**READING PASSAGE:**
——————

Judge of the United States District Court for the District of Kansas
- In office December 19, 1929 – August 28, 1943
- Appointed by: Herbert Hoover
- Preceded by: George Thomas McDermott
- Succeeded by: Guy T. Helvering

Justice of the Kansas Supreme Court
- In office January 8, 1923 – December 27, 1929
- Preceded by: Silas Wright Porter
- Succeeded by: William D. Jochems

24th Kansas Attorney General
- In office January 13, 1919 – January 8, 1923
- Governor: Henry Justin Allen
- Preceded by: Sardius Mason Brewster
- Succeeded by: Charles Benjamin Griffith

19th Lieutenant Governor of Kansas
- In office January 9, 1911 – January 13, 1913
- Governor: Walter R. Stubbs
- Preceded by: William James Fitzgerald
- Succeeded by: Sheffield Ingalls

Personal details
- Born: April 4, 1873 Jefferson City, Missouri, US
- Died: August 28, 1943 (aged 70) Kansas City, Kansas, US
- Resting place: Highland Park Cemetery Kansas City, Kansas
- Education: Northwestern University Pritzker School of Law (LL.B.)

= Richard Joseph Hopkins =

American judge

Richard Joseph Hopkins (April 4, 1873 – August 28, 1943) was a justice of the Kansas Supreme Court and a United States district judge of the United States District Court for the District of Kansas.

==Education and career==

Born in Jefferson City, Missouri, Hopkins received a Bachelor of Laws from Northwestern University Pritzker School of Law in 1901. He was in private practice in Chicago, Illinois, from 1901 to 1906, and in Garden City, Kansas, from 1906 to 1913. He was a member of the Kansas House of Representatives in 1909, and was thereafter the 19th Lieutenant Governor of Kansas, from 1911 to 1912 serving under Governor Walter R. Stubbs. Hopkins was a city attorney of Garden City from 1913 to 1918. He was the Kansas Attorney General from 1919 to 1923. He was a justice of the Kansas Supreme Court from 1923 to 1929.

——————

**SOURCE MATERIAL:**

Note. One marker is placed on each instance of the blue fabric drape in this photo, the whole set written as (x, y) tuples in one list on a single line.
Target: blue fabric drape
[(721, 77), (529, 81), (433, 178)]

——————

**PROBLEM 1:** In the Richard Joseph Hopkins biography, list every person named as having preceded Hopkins in an office.
**PROBLEM 2:** Write the next part of the Richard Joseph Hopkins biography, picking up after its final sentence.

**WRITTEN REPLY 1:** George Thomas McDermott, Silas Wright Porter, Sardius Mason Brewster, William James Fitzgerald

**WRITTEN REPLY 2:**
==Federal judicial service==

On October 17, 1929, Hopkins was nominated by President Herbert Hoover to a seat on the United States District Court for the District of Kansas vacated by Judge George Thomas McDermott. Hopkins was confirmed by the United States Senate on December 19, 1929, and received his commission the same day. Hopkins served in that capacity until his death on August 28, 1943, in Kansas City, Kansas.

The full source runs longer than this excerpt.